Each entry needs to be restated exactly as written.

-------

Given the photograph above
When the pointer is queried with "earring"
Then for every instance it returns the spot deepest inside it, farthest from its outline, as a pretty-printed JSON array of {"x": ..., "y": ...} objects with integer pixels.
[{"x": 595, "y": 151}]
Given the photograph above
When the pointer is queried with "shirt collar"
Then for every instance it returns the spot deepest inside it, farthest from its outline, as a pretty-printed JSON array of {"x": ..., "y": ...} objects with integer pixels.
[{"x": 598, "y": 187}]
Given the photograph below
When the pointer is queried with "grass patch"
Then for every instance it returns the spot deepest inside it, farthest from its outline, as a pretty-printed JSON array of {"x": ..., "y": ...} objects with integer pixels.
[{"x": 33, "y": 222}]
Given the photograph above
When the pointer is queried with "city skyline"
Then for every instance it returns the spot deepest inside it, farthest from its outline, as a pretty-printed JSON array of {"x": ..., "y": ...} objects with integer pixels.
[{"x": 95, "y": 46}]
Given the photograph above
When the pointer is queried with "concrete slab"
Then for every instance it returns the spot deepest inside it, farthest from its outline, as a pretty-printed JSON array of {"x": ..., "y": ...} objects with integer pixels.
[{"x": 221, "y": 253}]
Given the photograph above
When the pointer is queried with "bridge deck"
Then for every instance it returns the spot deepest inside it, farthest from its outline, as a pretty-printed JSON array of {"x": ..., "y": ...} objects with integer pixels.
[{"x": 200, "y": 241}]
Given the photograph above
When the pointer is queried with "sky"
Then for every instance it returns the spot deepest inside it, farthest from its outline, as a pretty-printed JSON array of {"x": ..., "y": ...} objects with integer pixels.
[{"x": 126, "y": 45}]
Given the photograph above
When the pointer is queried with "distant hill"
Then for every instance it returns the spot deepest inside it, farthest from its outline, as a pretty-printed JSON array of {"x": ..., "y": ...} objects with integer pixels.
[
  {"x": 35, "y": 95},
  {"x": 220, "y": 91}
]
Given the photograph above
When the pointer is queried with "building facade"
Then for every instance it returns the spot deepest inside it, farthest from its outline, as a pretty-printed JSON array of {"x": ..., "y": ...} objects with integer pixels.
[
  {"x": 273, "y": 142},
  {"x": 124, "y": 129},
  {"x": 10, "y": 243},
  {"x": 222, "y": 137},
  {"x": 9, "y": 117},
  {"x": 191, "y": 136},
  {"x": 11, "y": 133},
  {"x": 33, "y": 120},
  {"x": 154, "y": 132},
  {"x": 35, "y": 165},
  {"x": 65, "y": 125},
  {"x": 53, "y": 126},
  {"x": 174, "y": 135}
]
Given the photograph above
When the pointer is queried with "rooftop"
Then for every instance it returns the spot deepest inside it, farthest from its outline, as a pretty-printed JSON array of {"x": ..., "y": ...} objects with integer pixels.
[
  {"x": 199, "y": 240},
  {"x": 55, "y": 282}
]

-------

:: Written solution ::
Given the photograph above
When the pointer is queried with "earring"
Then for every instance it returns the spot deepest inside it, farthest from its outline, as a pretty-printed JSON array of {"x": ..., "y": ...} objects with integer pixels.
[{"x": 595, "y": 151}]
Given the photograph above
When the pointer is queried with "shirt collar"
Then for every instance it returns the spot deepest inside it, farthest from its outline, as a pretty-printed JSON array of {"x": ..., "y": ...} objects with integer pixels.
[{"x": 598, "y": 187}]
Given the photograph below
When the pointer is queried with "grass patch"
Then for every instance it returns the spot deepest inside it, farthest from its outline, as a pretty-printed JSON array of {"x": ..., "y": ...} objects with integer pixels.
[{"x": 33, "y": 222}]
Given the photograph above
When the pointer is queried with "city skyline"
Then for every instance it returns the spot deepest inside it, farthest from its outline, as a pretty-printed JSON array of {"x": ..., "y": ...} objects with integer pixels.
[{"x": 95, "y": 46}]
Given the photograph above
When the pointer is queried with "concrete slab"
Then for every instance it returns the spot deepest inside it, farthest from its outline, as a pretty-printed JSON array of {"x": ..., "y": ...} objects with integer pixels.
[{"x": 221, "y": 253}]
Given the photograph above
When the pointer is queried with "bridge deck"
Then for every instance it returns the spot deepest inside it, farthest from its outline, as a pretty-printed JSON array of {"x": ..., "y": ...} objects with integer pixels.
[{"x": 200, "y": 241}]
Given the photograph above
When the pointer is queried with "sky"
Then for every instance it returns the spot deepest inside it, farthest from its outline, as a pretty-printed JSON array of {"x": ..., "y": ...} objects with integer pixels.
[{"x": 126, "y": 45}]
Given the photograph above
When the pointer is queried with "distant hill"
Then for every instance it returns the spot deepest inside it, farthest from its outline, as a pretty-printed JSON array of {"x": ..., "y": ...} objects with integer pixels.
[
  {"x": 35, "y": 95},
  {"x": 220, "y": 91}
]
Given the photograph above
When the pointer is queried with "building facade"
Then for every instance it returns the spot deepest inside it, farthest from its outline, as a pretty-printed JSON array of {"x": ..., "y": ...} objects with integer pixels.
[
  {"x": 273, "y": 142},
  {"x": 124, "y": 129},
  {"x": 10, "y": 243},
  {"x": 222, "y": 137},
  {"x": 9, "y": 117},
  {"x": 191, "y": 136},
  {"x": 11, "y": 133},
  {"x": 33, "y": 120},
  {"x": 154, "y": 132},
  {"x": 35, "y": 165},
  {"x": 65, "y": 125},
  {"x": 53, "y": 126},
  {"x": 174, "y": 135}
]
Given the photograph above
When the pointer is queried with "rooftop"
Then for every instance it returns the spot deepest inside it, farthest from its outline, as a pretty-printed JSON array of {"x": ..., "y": ...} objects with integer pixels.
[
  {"x": 199, "y": 240},
  {"x": 55, "y": 282}
]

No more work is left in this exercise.